Extrait choisi:
Rash, Ron «Le chant de la Tamassee» (2004/2016)

Rash, Ron «Le chant de la Tamassee» (2004/2016)

 Auteur : Ron Rash, né en Caroline du Sud en 1953, a grandi à Boiling Springs et obtenu son doctorat de littérature anglaise à l’université de Clemson. Il vit en Caroline du Nord et enseigne la littérature à la Western Carolina University. Il a écrit à ce jour quatre recueils de poèmes, six recueils de nouvelles – dont Incandescences (Seuil, 2015), lauréat du prestigieux Frank O’Connor Award, et cinq autres romans, récompensés par divers prix littéraires : Sherwood Anderson Prize, O. Henry Prize, James Still Award. Un pied au paradis (2002 / 2009) Le Chant de la Tamassee (2004 / 2016), Le Monde à l’endroit (2006 / 2012) , Serena (2008 / 2011) , Une terre d’ombre (2012/ 2014) , Par le vent pleuré (2016 / 2017), Un silence brutal (2019)

Editions du Seuil – 14.01.2016 – 231 pages / titre original : « Saints at the River »

Résumé : La Tamassee, protégée par le Wild and Scenic Rivers Act, dessine une frontière entre la Caroline du Sud et la Géorgie. Ruth Kowalsky, 12 ans, venue pique-niquer en famille sur sa rive, fait le pari de poser un pied dans chaque État et se noie. Les plongeurs du cru ne parviennent pas à dégager son corps, coincé sous un rocher à proximité d’une chute. Inconscient des dangers encourus, son père décide de faire installer un barrage amovible qui permettra de détourner le cours de l’eau. Les environnementalistes locaux s’y opposent : l’opération perturbera l’état naturel de leur rivière, qui bénéficie du label « sauvage ». Les deux camps s’affrontent violemment tandis que le cirque médiatique se déchaîne de répugnante manière et que des enjeux plus importants que la digne sépulture d’une enfant apparaissent…

Le Chant de la Tamassee, deuxième roman de Ron Rash – publié aux États-Unis avant Le Monde à l’endroit –, est le plus représentatif de l’engagement de l’auteur pour la protection de l’environnement. Tout en décrivant un drame humain déchirant, il y rend hommage à ses références avouées, Peter Matthiessen et Edward Abbey.

Votre tâche: Réécrivez, s'il vous plaît, le passage de la présentation du roman qui va de « Le Chant de la Tamassee, deuxième » jusqu'à « et Edward Abbey. », en y remplaçant « déchirant » par « bouleversant ». Appuyez-vous uniquement sur la présentation du roman.

Entrées du corpus:
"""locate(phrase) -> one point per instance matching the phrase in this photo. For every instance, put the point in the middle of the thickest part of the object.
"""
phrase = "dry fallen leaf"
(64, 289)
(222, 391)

Bonne réponse:
Le Chant de la Tamassee, deuxième roman de Ron Rash – publié aux États-Unis avant Le Monde à l’endroit –, est le plus représentatif de l’engagement de l’auteur pour la protection de l’environnement. Tout en décrivant un drame humain bouleversant, il y rend hommage à ses références avouées, Peter Matthiessen et Edward Abbey.